What is being asked >> Quote every one of the items below verbatim, line for line.

>> START Information provided

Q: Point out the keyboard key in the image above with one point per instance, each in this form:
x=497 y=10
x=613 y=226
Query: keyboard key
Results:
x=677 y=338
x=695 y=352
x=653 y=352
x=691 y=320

>> END Information provided

Output for this task >>
Q: Point out the keyboard key in the image above with one point per instance, each in this form:
x=497 y=10
x=613 y=226
Query: keyboard key
Results:
x=677 y=338
x=695 y=352
x=653 y=352
x=691 y=320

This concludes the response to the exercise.